*Task brief*.
Retype every entry word for word.

=== Rows ===

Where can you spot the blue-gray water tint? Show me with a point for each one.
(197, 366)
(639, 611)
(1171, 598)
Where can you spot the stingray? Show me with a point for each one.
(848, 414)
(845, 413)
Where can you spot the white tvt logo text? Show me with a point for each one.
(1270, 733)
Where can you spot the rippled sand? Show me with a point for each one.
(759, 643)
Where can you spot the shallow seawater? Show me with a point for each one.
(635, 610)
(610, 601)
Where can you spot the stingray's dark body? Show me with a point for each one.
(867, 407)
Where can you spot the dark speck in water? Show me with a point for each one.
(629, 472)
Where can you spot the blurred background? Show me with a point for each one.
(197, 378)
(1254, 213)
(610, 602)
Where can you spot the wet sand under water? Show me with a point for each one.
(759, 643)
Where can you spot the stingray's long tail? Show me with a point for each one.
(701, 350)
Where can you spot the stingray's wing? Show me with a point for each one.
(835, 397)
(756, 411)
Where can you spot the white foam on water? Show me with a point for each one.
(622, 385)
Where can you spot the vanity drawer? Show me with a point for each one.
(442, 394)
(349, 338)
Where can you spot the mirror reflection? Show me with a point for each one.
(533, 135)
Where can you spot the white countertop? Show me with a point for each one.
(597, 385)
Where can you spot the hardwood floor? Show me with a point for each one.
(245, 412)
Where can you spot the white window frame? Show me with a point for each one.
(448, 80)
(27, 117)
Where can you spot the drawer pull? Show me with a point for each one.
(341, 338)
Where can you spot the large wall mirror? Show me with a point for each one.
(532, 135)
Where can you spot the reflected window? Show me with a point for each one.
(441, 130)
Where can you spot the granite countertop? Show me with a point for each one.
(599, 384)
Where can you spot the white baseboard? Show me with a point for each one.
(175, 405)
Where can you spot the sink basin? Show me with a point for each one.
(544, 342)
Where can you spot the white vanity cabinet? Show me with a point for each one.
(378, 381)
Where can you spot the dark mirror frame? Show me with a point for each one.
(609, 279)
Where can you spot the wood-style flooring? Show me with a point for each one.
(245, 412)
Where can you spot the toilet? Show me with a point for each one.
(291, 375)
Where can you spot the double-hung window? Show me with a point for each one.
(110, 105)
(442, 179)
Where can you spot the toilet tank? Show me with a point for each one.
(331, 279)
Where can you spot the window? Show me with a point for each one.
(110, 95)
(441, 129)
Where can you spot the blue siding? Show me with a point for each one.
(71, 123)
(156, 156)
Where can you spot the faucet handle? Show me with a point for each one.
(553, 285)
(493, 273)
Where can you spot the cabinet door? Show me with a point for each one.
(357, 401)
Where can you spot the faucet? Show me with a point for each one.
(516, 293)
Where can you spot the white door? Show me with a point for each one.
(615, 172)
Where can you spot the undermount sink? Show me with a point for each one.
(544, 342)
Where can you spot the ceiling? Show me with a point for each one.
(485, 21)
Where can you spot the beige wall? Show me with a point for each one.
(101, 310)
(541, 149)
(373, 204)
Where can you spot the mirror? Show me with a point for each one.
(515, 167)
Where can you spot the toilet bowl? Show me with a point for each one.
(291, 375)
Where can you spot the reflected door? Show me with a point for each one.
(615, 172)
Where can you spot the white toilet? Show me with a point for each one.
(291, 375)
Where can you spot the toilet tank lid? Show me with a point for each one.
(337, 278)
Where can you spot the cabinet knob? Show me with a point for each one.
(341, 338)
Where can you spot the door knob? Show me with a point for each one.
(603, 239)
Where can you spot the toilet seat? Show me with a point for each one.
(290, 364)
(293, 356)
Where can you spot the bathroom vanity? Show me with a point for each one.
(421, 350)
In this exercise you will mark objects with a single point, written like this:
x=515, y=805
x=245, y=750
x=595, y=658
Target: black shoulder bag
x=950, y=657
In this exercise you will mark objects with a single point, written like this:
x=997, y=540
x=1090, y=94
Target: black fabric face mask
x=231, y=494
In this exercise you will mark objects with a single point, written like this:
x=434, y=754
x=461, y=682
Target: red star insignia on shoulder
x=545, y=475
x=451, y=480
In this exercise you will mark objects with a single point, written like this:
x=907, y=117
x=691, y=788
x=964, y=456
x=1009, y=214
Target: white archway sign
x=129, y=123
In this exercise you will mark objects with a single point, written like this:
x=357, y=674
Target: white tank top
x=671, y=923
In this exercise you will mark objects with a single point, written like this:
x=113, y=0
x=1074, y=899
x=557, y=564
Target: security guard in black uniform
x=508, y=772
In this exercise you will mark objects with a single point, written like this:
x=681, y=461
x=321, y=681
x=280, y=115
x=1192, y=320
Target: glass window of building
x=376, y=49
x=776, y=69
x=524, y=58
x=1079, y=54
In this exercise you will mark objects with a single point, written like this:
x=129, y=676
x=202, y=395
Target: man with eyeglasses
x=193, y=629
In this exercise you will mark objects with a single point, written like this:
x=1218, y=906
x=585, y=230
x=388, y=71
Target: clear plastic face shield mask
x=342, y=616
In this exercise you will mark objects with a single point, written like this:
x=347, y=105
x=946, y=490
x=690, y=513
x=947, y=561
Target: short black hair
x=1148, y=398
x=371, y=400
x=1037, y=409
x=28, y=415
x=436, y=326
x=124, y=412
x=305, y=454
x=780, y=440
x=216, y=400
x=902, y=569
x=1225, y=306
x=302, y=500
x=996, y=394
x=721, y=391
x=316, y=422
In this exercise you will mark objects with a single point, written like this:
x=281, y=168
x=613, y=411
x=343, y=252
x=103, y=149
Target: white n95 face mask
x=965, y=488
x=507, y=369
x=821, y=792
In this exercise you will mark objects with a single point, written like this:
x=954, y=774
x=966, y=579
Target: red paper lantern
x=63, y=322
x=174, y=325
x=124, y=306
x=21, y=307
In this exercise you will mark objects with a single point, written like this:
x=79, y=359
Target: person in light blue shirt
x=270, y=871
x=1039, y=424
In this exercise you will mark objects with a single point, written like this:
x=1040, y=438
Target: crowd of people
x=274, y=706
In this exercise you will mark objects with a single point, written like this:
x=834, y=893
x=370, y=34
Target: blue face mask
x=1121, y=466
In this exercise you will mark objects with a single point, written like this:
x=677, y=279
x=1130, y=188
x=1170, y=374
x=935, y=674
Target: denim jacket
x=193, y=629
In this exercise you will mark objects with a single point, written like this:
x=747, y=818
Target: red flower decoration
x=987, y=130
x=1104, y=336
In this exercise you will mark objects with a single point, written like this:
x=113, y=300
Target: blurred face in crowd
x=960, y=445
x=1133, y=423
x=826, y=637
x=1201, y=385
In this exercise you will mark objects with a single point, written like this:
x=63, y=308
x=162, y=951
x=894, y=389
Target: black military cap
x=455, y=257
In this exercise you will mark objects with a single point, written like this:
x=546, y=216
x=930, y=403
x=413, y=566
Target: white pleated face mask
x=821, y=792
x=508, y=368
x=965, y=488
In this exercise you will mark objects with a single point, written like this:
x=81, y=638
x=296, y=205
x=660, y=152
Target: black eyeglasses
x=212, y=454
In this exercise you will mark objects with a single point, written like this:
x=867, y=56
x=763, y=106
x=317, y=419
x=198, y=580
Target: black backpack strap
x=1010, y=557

===

*Exercise solution*.
Where can you spot the blue-gray water tint? Show me with a point for each one.
(197, 366)
(639, 611)
(1171, 598)
Where can you spot the stingray? Show me with a point for each one.
(848, 414)
(845, 413)
Where can you spot the white tvt logo text? Show me with a point for each one.
(1270, 733)
Where can you spot the rippled sand? Show me with a point for each one.
(759, 643)
Where can you spot the shallow seawater? Show me with a point for each one.
(635, 610)
(610, 601)
Where can you spot the stingray's dark body? Show me with a point for each one.
(867, 407)
Where can you spot the dark speck in water? Show me with a point for each one.
(629, 472)
Where can you spot the blurred background? Show me with a point for each one.
(197, 378)
(1254, 213)
(610, 602)
Where can you spot the wet sand under water? Show me with a point for each one.
(759, 643)
Where can you spot the stingray's long tail? Show me with a point for each one.
(701, 350)
Where can you spot the stingray's wing? Show me with a point for each one.
(835, 397)
(756, 411)
Where can you spot the white foam on water? Show me with a point for each one.
(622, 385)
Where can you spot the vanity drawer? Show me with a point for each one.
(442, 394)
(349, 338)
Where can you spot the mirror reflection? Show me with a point for each one.
(533, 135)
Where can you spot the white countertop? Show me with a point for each one.
(597, 385)
Where can you spot the hardwood floor? Show me with a point for each one.
(245, 412)
Where can you spot the white window frame? Show me with a point for each one.
(448, 80)
(27, 117)
Where can you spot the drawer pull? Show me with a point for each one.
(341, 338)
Where can you spot the large wall mirror? Show me with a point for each one.
(532, 135)
Where can you spot the reflected window? Show me with a point for each one.
(441, 130)
Where can you spot the granite countertop? Show me with a point for each one.
(599, 384)
Where can you spot the white baseboard? Show me with a point for each one.
(175, 405)
Where can you spot the sink basin? Show me with a point for each one.
(544, 342)
Where can you spot the white vanity cabinet? Show me with a point for each one.
(378, 381)
Where can you spot the dark mirror frame? Show me with a point for each one.
(609, 279)
Where can you spot the wood-style flooring? Show me with a point for each one.
(245, 412)
Where can you spot the toilet? Show me with a point for each one.
(291, 375)
Where can you spot the double-hung window? Show me with a point for each one.
(110, 105)
(442, 179)
Where can you spot the toilet tank? Show me with a point for each one.
(331, 279)
Where can you spot the window? Show me with a point for each one.
(110, 95)
(441, 129)
Where can you spot the blue siding? Show me with a point for each one.
(71, 123)
(156, 156)
Where can you spot the faucet handle? Show me with a point for each one.
(553, 285)
(493, 273)
Where can you spot the cabinet door? Show me with a point for each one.
(357, 401)
Where can you spot the faucet? Show me with a point for each one.
(516, 293)
Where can you spot the white door? Show me with a point for each one.
(615, 172)
Where can you spot the undermount sink? Show me with a point for each one.
(544, 342)
Where can you spot the ceiling? Show me with a point for each one.
(485, 21)
Where can you spot the beige wall? Show me with a point for each one.
(101, 310)
(541, 149)
(373, 204)
Where can you spot the mirror? Show me with a point for each one.
(515, 167)
Where can you spot the toilet bowl? Show me with a point for each one.
(291, 375)
Where can you spot the reflected door? Show me with a point for each one.
(615, 172)
Where can you spot the white toilet? Show me with a point for each one.
(291, 375)
Where can you spot the toilet tank lid? Show me with a point for each one.
(337, 278)
Where can you spot the cabinet knob? Show me with a point for each one.
(341, 338)
Where can you spot the door knob? Show me with a point for each one.
(603, 239)
Where can you spot the toilet seat? Show me with a point for each one.
(290, 364)
(293, 356)
Where can you spot the bathroom vanity? Show me with a point for each one.
(421, 350)
In this exercise you will mark objects with a single point, written like this:
x=515, y=805
x=245, y=750
x=595, y=658
Target: black shoulder bag
x=950, y=657
In this exercise you will mark objects with a single point, written like this:
x=997, y=540
x=1090, y=94
Target: black fabric face mask
x=231, y=494
In this exercise you will mark objects with a single point, written like this:
x=434, y=754
x=461, y=682
Target: red star insignia on shoulder
x=545, y=475
x=451, y=480
In this exercise you will mark objects with a single point, written like this:
x=907, y=117
x=691, y=788
x=964, y=456
x=1009, y=214
Target: white archway sign
x=129, y=123
In this exercise you will mark objects with a single point, written like this:
x=357, y=674
Target: white tank top
x=671, y=923
In this exercise you will mark objects with a single point, written like this:
x=113, y=0
x=1074, y=899
x=557, y=564
Target: security guard in black uniform
x=508, y=772
In this exercise you will mark objects with a single point, written like this:
x=681, y=461
x=321, y=681
x=280, y=115
x=1192, y=320
Target: glass window of building
x=376, y=49
x=776, y=69
x=524, y=58
x=1079, y=54
In this exercise you will mark objects with a single point, written like this:
x=129, y=676
x=202, y=395
Target: man with eyeglasses
x=193, y=629
In this exercise you will mark objects with a single point, written like this:
x=1218, y=906
x=585, y=230
x=388, y=71
Target: clear plastic face shield mask
x=342, y=616
In this exercise you will mark objects with a single point, written like this:
x=347, y=105
x=946, y=490
x=690, y=513
x=947, y=561
Target: short black hair
x=1148, y=398
x=371, y=400
x=1037, y=409
x=28, y=415
x=436, y=326
x=124, y=412
x=305, y=454
x=780, y=440
x=216, y=400
x=902, y=569
x=1225, y=306
x=302, y=500
x=996, y=394
x=721, y=391
x=316, y=422
In this exercise you will mark objects with a single point, written like this:
x=281, y=168
x=613, y=411
x=343, y=252
x=103, y=149
Target: white n95 face mask
x=965, y=488
x=507, y=369
x=821, y=792
In this exercise you will mark objects with a single point, written like this:
x=954, y=774
x=966, y=579
Target: red paper lantern
x=63, y=322
x=174, y=325
x=124, y=306
x=21, y=307
In this exercise you will mark objects with a single point, written like this:
x=79, y=359
Target: person in light blue shirt
x=270, y=871
x=1039, y=424
In this exercise you will mark objects with a single point, written like this:
x=1040, y=438
Target: crowd of people
x=274, y=706
In this exercise you will mark objects with a single point, written like this:
x=834, y=893
x=370, y=34
Target: blue face mask
x=1121, y=466
In this exercise you will mark objects with a single point, written like this:
x=677, y=279
x=1130, y=188
x=1170, y=374
x=935, y=674
Target: denim jacket
x=193, y=629
In this exercise you will mark objects with a single point, written like this:
x=747, y=818
Target: red flower decoration
x=987, y=130
x=1104, y=336
In this exercise you will mark objects with a single point, written like this:
x=113, y=300
Target: blurred face in crowd
x=960, y=445
x=1133, y=423
x=826, y=637
x=1201, y=385
In this exercise you will mark objects with a single point, written like this:
x=63, y=308
x=162, y=951
x=894, y=389
Target: black military cap
x=455, y=257
In this exercise you will mark objects with a single point, written like this:
x=546, y=216
x=930, y=403
x=413, y=566
Target: white pleated face mask
x=821, y=792
x=508, y=368
x=965, y=488
In this exercise you will mark objects with a single point, written like this:
x=81, y=638
x=296, y=205
x=660, y=152
Target: black eyeglasses
x=212, y=454
In this exercise you will mark objects with a single point, written like this:
x=867, y=56
x=763, y=106
x=317, y=419
x=198, y=580
Target: black backpack strap
x=1010, y=557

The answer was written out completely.